Render the material from its first line through the line containing "pixel 205 158", inclusive, as a Markdown table with the columns "n" for the row number and "Line" for the line itself, leaving out any blank lines. Include only those lines.

══ ROWS

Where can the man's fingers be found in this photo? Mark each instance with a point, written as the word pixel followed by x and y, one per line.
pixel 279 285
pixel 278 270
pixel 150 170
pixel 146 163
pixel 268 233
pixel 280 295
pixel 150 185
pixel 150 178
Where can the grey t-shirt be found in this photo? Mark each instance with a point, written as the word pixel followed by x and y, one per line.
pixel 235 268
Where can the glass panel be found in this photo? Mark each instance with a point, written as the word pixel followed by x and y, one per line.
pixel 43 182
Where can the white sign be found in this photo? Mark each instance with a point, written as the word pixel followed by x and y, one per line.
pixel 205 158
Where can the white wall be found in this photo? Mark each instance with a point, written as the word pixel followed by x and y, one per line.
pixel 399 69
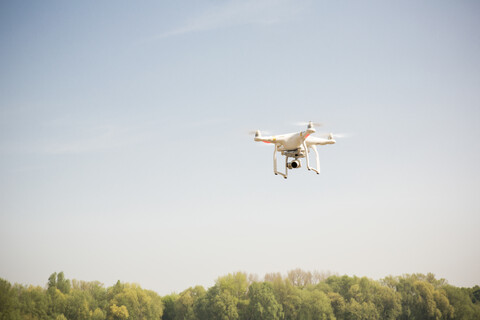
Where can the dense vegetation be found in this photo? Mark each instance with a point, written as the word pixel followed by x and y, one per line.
pixel 300 295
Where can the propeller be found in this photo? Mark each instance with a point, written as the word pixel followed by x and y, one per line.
pixel 253 132
pixel 315 124
pixel 333 135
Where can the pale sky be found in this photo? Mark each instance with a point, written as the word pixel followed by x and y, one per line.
pixel 124 152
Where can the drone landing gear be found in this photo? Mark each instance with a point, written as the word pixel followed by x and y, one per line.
pixel 317 170
pixel 275 164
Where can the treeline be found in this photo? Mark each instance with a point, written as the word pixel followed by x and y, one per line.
pixel 299 295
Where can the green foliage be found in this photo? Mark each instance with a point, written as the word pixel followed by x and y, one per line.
pixel 300 295
pixel 262 304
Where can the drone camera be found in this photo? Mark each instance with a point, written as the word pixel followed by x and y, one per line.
pixel 294 164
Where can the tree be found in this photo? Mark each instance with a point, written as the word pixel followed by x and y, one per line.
pixel 263 304
pixel 140 303
pixel 315 306
pixel 169 306
pixel 185 302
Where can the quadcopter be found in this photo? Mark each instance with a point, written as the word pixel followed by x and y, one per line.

════

■ COMPLETE ANSWER:
| n | Line |
|---|---|
| 1 | Where can the man's fingers be found in this photo? Mark each instance with a point, written as the word pixel followed by x and y, one per line. |
| 2 | pixel 279 285 |
| 3 | pixel 278 270 |
| 4 | pixel 150 170 |
| 5 | pixel 146 163 |
| 6 | pixel 268 233 |
| 7 | pixel 280 295 |
| 8 | pixel 150 185 |
| 9 | pixel 150 178 |
| 10 | Where can the grey t-shirt be found in this photo? Mark each instance with a point, written as the word pixel followed by x and y, one per line. |
| 11 | pixel 235 268 |
| 12 | Where can the glass panel be found in this photo? Mark each instance with a point, written as the word pixel followed by x and y, one per line. |
| 13 | pixel 43 182 |
| 14 | Where can the white sign be found in this photo? Mark each instance with a point, written as the word pixel followed by x and y, one per line. |
| 15 | pixel 205 158 |